> _Source document_
[Begin]

In this paper, the genre of music is considered Jazz, and the songs selected are classical numbers composed by various artists. All the songs are in MIDI format. They are collected from various open-source datasets and should be converted into the required MIDI format if they are not already in it. Though the genre chosen is Jazz, there might be differences in the pace or tone of the music. It is prudential to make sure that we choose datasets that do not have these kinds of differences and are similar to the final output we desire.
3.2. Determination of Unique Notes
The dataset is composed of various songs which increase the number of unique note possibilities that have to be predicted during the process of music generation. Each note to be predicted is analogous to a class in a classification problem of machine learning. In a classification problem, the inputs are taken and manipulated throughout the numerous hidden layers to finally classify them. The number of hidden layers, nodes in each layer, and output layer are all the parameters that are to be decided while before training the model. For this reason, it is essential to know the number of nodes in the output layer, which are equal to the number of classes. So, in this scenario, the number of unique notes is taken as the number of classes. All the music files in the dataset are gone through to gather all the unique notes. These notes are all written to a file for later purposes.
3.3. Partition into Sequences
The model takes only a specific number of inputs decided by the model architecture whereas the songs in the dataset might vary in length. This might create a problem in using them as inputs. If the datasets are not fed properly, the results will turn out to be bad. To tackle this problem, the dataset is divided into sequences of equal length which are further used for training the model. These sequences each enter the model as input for one particular instance. The model then trains itself to predict which note is to follow the input sequence. The partition length will be the number of inputs in the model architecture, and hence it is a parameter that is to be carefully chosen.
3.4. Model Creating
In this work, the long-short-term memory (LSTM) model is used where the number of layers and nodes in each layer and the hyperparameters are to be tuned to get proper model architecture. There is a cell state in the horizontal line just like a conveyor belt which does not have the facility of adding and removing the information. Gates are used to flow the information as shown in Figure 2 which is composed of various operations like point wise multiplication as shown in Figure 3 and the sigmoid neural net layer. The sigmoid layer outputs consider two binary numbers where zero indicates “let nothing through” and one indicates the “let everything through.” Generally, LSTM consists of three gates that control and protect the cell state [11].

[End]

> _Stored rows_
[Begin]

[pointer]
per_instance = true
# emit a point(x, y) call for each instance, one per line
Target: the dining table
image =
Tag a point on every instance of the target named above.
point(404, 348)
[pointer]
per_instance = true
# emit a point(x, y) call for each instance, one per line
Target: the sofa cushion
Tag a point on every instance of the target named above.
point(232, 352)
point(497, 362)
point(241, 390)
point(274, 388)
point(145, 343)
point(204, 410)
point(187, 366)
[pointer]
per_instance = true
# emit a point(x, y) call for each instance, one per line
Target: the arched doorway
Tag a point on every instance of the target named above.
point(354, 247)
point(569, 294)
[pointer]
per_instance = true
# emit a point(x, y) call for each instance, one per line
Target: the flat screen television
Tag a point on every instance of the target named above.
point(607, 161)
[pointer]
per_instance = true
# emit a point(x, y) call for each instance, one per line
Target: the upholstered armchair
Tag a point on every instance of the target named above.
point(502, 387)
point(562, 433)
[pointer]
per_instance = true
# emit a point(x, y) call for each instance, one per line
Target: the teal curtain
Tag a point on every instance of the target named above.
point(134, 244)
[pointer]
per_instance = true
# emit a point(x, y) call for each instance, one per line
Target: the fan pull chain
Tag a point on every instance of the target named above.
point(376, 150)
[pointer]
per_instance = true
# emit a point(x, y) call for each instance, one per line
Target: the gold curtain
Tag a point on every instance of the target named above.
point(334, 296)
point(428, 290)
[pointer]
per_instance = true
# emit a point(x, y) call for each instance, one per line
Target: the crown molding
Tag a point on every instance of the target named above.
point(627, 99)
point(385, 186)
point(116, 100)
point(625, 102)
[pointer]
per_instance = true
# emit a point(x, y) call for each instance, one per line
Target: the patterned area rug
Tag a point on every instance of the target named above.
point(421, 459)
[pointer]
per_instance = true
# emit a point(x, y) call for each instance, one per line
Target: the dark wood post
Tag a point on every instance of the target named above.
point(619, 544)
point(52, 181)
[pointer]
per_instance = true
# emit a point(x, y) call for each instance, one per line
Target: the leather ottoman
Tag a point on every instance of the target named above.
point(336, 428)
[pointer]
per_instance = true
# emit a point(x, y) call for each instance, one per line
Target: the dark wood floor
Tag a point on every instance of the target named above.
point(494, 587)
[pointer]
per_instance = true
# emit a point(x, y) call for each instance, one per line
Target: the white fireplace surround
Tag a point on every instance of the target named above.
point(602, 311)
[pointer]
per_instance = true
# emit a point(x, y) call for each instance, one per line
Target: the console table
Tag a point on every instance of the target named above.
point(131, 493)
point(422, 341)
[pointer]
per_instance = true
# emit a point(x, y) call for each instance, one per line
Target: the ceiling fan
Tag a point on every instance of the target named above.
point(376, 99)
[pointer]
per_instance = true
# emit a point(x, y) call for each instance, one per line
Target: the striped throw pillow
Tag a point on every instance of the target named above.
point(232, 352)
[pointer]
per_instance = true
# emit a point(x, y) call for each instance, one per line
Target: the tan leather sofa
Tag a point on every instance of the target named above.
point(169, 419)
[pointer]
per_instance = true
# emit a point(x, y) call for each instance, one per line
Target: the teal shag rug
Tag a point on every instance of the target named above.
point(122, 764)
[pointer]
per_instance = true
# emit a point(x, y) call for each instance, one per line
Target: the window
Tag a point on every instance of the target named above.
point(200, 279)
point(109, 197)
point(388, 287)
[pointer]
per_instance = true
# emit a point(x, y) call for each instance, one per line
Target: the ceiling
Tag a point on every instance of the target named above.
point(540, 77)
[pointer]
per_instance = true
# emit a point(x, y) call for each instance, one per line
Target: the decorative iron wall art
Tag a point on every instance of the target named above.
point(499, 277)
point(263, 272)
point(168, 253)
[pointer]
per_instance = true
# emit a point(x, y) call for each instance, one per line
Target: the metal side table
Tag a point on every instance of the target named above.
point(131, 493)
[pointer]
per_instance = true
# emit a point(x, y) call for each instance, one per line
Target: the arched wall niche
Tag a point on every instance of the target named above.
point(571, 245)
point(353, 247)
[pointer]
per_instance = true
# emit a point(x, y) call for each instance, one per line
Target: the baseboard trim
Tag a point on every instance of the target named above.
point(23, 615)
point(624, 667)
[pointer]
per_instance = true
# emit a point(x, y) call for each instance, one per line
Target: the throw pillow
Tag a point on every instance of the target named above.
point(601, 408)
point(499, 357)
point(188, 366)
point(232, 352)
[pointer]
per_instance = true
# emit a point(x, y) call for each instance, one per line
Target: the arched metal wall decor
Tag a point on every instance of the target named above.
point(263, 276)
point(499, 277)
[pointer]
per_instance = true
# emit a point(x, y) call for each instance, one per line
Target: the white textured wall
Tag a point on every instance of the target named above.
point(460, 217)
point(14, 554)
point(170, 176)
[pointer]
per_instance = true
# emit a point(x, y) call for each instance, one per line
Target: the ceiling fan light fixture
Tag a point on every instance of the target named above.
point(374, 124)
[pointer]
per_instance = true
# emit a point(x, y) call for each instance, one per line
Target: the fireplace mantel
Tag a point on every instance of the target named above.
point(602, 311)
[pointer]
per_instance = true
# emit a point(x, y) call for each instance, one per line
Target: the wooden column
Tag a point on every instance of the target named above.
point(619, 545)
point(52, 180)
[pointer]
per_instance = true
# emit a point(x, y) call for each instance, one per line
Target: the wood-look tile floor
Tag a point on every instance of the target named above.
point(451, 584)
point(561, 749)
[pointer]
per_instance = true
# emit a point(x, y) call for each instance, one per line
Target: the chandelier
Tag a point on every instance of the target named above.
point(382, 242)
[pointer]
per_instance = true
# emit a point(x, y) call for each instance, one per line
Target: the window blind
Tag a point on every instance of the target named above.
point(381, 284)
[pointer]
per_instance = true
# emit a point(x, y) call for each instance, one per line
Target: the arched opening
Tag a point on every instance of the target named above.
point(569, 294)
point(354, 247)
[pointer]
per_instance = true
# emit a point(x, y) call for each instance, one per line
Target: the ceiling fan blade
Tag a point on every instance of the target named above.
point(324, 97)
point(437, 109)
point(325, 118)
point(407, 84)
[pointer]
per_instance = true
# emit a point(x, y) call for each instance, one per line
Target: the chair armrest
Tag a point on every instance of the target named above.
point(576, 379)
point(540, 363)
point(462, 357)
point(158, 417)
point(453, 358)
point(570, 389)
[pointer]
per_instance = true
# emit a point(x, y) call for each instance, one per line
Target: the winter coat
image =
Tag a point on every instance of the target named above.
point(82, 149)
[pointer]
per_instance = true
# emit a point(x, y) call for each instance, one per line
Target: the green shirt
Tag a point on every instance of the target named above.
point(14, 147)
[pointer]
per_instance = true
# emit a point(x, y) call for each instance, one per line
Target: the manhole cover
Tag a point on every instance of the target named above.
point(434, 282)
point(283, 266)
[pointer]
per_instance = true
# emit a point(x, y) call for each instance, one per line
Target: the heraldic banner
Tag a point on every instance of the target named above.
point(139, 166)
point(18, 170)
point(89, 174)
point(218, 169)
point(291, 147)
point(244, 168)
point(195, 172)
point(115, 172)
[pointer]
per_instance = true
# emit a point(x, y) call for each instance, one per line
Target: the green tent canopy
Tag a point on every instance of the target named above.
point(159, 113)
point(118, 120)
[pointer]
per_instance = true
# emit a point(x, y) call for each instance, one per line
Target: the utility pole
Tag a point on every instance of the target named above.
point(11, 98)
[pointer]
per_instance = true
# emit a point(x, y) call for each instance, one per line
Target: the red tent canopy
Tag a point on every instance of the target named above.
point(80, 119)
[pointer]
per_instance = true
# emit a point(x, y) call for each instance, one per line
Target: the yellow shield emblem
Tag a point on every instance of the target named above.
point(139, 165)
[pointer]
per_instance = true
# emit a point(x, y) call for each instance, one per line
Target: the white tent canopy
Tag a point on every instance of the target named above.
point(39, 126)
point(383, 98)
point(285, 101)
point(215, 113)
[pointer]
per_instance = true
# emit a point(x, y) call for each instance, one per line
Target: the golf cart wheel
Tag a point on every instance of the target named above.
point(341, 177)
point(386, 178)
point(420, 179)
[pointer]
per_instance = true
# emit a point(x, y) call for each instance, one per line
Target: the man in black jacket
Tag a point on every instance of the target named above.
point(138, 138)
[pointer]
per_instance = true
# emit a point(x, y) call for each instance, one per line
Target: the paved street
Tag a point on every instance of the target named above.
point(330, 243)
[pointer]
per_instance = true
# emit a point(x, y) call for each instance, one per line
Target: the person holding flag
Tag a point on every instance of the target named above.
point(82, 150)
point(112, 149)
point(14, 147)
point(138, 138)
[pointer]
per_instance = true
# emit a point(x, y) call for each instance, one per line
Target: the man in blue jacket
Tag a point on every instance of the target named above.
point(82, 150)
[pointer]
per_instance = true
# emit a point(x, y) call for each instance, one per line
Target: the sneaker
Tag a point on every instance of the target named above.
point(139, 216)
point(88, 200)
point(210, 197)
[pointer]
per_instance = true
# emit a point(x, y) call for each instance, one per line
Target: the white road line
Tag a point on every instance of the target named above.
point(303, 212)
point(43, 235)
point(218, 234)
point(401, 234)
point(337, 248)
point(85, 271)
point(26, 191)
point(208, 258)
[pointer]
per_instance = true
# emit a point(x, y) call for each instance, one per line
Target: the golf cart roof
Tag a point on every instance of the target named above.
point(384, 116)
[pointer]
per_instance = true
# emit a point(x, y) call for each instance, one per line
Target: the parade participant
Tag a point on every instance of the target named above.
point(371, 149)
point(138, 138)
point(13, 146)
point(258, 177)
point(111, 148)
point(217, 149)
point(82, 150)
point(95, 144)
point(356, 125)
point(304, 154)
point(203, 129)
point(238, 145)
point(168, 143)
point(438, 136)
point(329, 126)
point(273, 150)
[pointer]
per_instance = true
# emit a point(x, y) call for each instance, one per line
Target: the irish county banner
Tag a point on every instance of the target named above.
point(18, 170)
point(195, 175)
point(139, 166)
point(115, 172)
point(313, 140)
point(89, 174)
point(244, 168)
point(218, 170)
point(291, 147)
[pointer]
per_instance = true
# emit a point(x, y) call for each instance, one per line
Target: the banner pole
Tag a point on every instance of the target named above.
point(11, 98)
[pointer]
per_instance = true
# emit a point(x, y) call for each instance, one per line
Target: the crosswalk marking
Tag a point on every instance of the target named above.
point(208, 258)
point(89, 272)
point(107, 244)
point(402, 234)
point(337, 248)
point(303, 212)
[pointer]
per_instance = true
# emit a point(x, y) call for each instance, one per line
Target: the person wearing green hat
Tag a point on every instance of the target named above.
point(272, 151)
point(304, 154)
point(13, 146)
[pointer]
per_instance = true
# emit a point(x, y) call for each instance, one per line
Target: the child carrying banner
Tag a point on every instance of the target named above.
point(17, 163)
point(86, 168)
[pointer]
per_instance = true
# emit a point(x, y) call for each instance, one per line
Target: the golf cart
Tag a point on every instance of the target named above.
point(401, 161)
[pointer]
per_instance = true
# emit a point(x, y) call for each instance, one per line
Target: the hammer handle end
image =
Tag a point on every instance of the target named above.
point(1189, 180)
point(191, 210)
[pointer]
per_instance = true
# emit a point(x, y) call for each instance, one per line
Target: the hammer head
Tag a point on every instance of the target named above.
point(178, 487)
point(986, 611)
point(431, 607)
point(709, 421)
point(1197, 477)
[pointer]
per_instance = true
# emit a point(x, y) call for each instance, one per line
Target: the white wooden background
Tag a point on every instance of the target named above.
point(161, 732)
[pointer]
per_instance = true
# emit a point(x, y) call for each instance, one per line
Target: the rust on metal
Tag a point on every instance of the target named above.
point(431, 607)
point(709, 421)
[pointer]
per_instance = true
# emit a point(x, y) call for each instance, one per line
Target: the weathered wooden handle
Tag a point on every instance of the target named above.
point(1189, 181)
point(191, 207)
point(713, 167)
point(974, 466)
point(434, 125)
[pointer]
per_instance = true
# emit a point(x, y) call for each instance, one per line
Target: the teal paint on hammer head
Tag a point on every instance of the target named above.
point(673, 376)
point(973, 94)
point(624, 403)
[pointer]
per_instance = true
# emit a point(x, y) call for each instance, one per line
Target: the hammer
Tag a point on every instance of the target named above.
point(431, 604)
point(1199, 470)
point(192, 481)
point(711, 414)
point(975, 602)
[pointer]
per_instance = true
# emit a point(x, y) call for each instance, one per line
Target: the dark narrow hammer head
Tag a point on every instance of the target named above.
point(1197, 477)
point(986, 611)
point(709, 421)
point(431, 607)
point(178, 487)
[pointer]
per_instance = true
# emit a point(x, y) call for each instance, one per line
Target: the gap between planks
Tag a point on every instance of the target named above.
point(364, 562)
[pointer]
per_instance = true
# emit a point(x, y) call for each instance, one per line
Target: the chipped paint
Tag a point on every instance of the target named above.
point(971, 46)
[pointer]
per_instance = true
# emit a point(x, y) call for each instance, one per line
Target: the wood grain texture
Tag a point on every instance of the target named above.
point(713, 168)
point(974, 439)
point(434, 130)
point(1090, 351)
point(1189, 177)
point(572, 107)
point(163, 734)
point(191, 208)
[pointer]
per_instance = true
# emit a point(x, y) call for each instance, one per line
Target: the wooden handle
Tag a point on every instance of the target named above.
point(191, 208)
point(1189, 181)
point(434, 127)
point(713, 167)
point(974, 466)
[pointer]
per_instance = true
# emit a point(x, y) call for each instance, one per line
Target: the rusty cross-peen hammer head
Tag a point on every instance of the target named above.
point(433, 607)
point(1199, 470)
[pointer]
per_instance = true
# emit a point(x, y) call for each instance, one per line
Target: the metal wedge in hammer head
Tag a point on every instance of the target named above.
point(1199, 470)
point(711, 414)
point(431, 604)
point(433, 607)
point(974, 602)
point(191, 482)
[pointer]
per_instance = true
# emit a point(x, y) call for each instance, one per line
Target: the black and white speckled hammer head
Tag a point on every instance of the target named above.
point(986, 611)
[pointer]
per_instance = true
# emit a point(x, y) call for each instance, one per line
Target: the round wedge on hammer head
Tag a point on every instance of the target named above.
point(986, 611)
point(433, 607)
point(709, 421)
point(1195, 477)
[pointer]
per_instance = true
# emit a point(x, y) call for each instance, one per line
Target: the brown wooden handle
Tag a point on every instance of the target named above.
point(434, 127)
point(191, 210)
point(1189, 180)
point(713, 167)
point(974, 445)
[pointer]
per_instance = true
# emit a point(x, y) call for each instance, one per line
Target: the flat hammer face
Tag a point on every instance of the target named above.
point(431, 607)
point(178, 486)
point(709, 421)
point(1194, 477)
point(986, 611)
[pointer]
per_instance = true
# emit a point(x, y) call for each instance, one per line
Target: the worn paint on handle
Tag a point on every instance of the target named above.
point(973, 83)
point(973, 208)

[End]

> _Given problem_
Reproduce word for word the stretch of the music-generation text that starts with the words containing "3.3. Partition into" and finishes with "be carefully chosen.".

> _Solution to this task_
3.3. Partition into Sequences
The model takes only a specific number of inputs decided by the model architecture whereas the songs in the dataset might vary in length. This might create a problem in using them as inputs. If the datasets are not fed properly, the results will turn out to be bad. To tackle this problem, the dataset is divided into sequences of equal length which are further used for training the model. These sequences each enter the model as input for one particular instance. The model then trains itself to predict which note is to follow the input sequence. The partition length will be the number of inputs in the model architecture, and hence it is a parameter that is to be carefully chosen.